Repeat the records below word for word, without the pictures.

──────── Supplied records

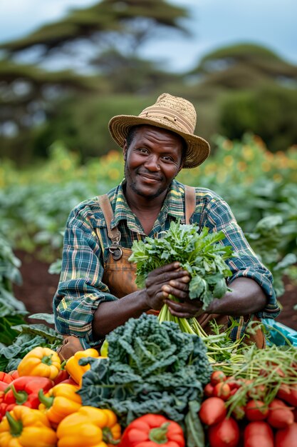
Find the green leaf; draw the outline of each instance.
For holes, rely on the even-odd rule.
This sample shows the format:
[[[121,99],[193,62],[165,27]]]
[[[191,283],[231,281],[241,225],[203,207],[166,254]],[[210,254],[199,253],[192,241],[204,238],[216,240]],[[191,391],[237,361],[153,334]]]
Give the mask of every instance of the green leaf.
[[[184,419],[187,447],[205,447],[204,431],[198,416],[199,409],[200,404],[197,401],[189,402],[189,411]]]

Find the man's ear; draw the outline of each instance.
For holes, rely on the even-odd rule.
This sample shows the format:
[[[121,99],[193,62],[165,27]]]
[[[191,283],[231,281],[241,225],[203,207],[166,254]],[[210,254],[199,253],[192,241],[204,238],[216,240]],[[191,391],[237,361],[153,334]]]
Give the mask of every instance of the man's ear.
[[[123,146],[123,155],[124,156],[125,161],[127,159],[127,140],[125,140],[124,146]]]

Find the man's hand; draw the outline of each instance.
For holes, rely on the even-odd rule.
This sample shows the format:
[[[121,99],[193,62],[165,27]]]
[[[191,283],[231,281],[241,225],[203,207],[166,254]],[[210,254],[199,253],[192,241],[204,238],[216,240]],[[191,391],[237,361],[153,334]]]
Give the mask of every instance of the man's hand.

────────────────

Answer to this task:
Find the green leaf; draw the outline of each instance.
For holes, rely on the even-odd rule.
This sample shows the format:
[[[121,99],[193,62],[165,27]]]
[[[191,283],[231,281],[241,225],[203,207],[166,254]],[[210,254],[199,253],[192,241],[204,238],[216,240]],[[191,391],[237,361],[153,334]]]
Give the mask of every instance of the green leaf.
[[[184,419],[187,447],[205,447],[204,431],[198,416],[199,409],[200,404],[197,401],[189,402],[189,411]]]

Find the man's ear; draw the outline of each instance.
For holes, rely on the even-odd rule.
This sample shows the format:
[[[121,99],[193,62],[165,27]]]
[[[191,283],[231,281],[241,225],[203,207],[166,254]],[[210,254],[199,253],[192,241],[204,238],[216,240]],[[191,391],[237,361],[153,334]]]
Give the mask of every instance of the man's ear.
[[[123,146],[123,155],[124,156],[125,161],[127,159],[127,140],[125,140],[124,146]]]

Find the man's hand; draw the outline of each instance.
For holes, rely on the even-odd rule.
This sample shows the format:
[[[121,99],[193,62],[165,27]]]
[[[191,283],[231,281],[241,225],[203,207],[166,254]],[[210,254],[199,253],[192,241],[204,238],[216,240]],[[191,391],[237,361],[153,334]]]
Give the mask of every instance of the man's hand.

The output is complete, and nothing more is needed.